**SUPPLIED RECORDS:**

>>>

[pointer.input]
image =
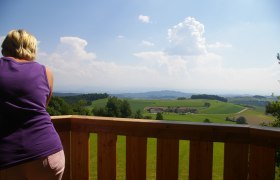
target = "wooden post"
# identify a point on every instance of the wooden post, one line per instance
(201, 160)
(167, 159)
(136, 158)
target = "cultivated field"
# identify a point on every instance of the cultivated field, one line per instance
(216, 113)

<<<
>>>

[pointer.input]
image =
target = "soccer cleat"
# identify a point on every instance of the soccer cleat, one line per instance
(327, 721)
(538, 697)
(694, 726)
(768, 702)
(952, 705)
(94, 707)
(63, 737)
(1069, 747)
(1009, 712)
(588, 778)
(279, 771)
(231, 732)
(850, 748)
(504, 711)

<<<
>>>

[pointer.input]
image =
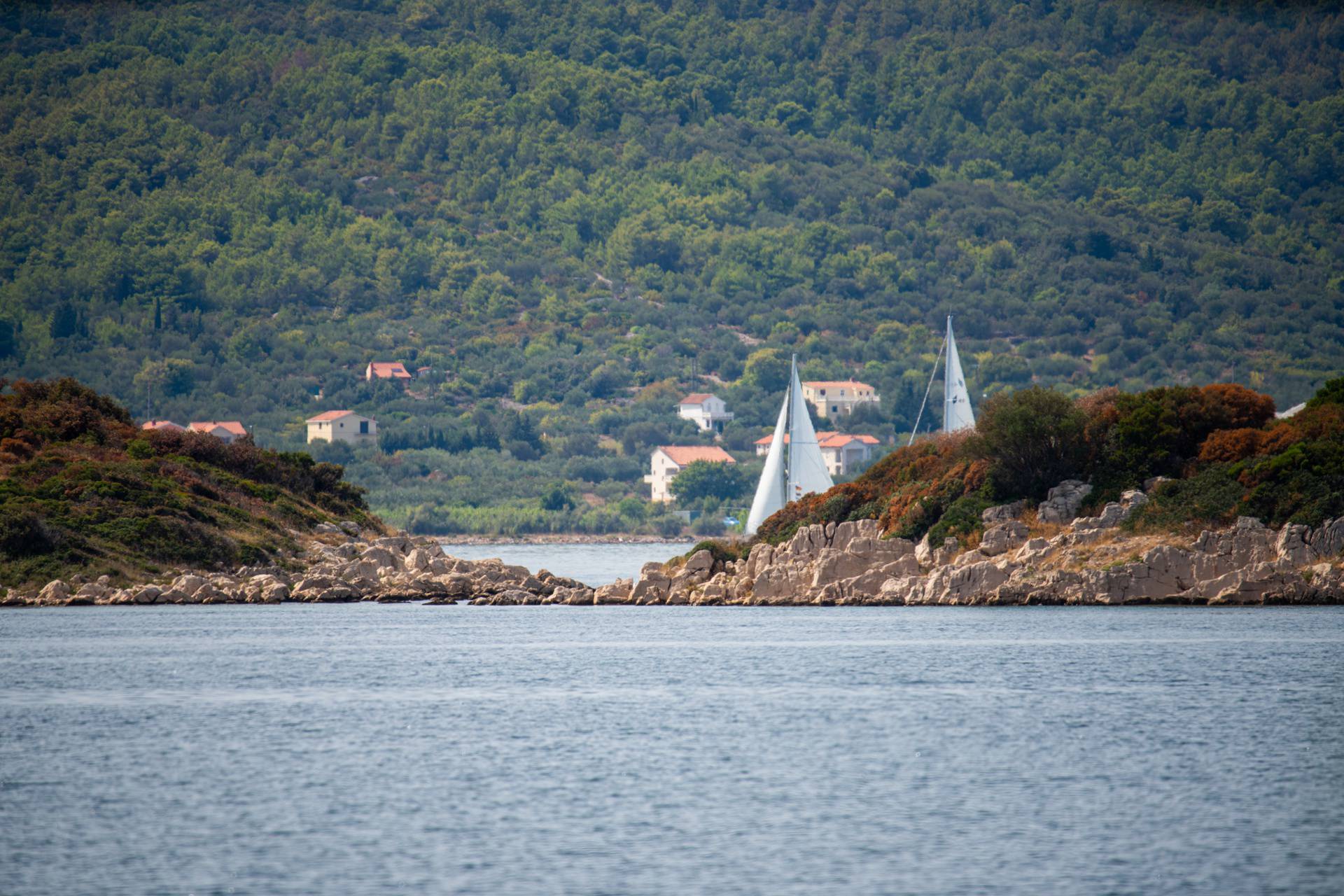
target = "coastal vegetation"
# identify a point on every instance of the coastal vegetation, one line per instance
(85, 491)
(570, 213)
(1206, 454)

<<<

**REQUIRED ACTION:** The answer must be a single number: how many lines in the records above contain the word "target".

**OUTPUT OF THE EXERCISE:** 4